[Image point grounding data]

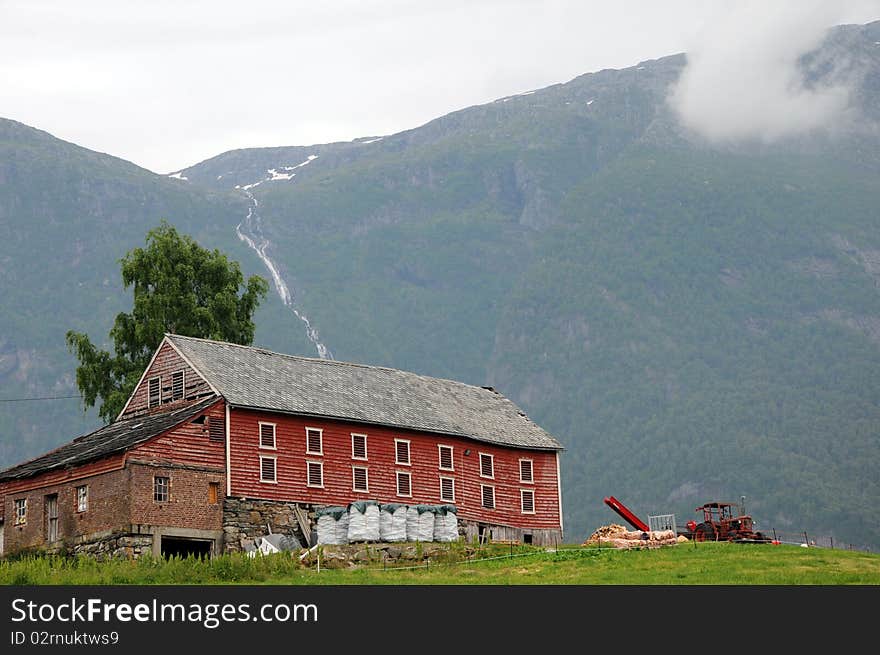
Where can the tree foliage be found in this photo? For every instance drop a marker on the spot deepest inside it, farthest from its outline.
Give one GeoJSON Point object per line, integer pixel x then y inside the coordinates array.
{"type": "Point", "coordinates": [179, 287]}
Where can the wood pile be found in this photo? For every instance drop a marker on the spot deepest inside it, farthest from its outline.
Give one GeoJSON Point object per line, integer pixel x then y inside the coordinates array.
{"type": "Point", "coordinates": [617, 536]}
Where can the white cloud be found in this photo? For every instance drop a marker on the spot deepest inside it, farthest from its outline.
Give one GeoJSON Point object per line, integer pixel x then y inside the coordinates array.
{"type": "Point", "coordinates": [742, 80]}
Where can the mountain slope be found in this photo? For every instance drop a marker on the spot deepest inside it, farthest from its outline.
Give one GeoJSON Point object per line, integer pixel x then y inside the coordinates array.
{"type": "Point", "coordinates": [67, 215]}
{"type": "Point", "coordinates": [693, 323]}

REQUIREMENT
In the records above, find the lines holding "spot". Copy each one.

ANSWER SECTION
Where can the tree foliage be found in this photo? For every instance drop a marker on the spot deepest inside it, farthest from its outline.
Where can the wood pile be found in this photo? For every instance drop a marker on the spot deepest inside it, farthest from its outline.
Where can the white cloud be found in this photo? For every instance drop a marker on the spot deepest inside it, farthest from its outline.
Where can the mountain slope be found in this photo? For every instance drop a marker on the spot deepest inside it, farthest from its outline.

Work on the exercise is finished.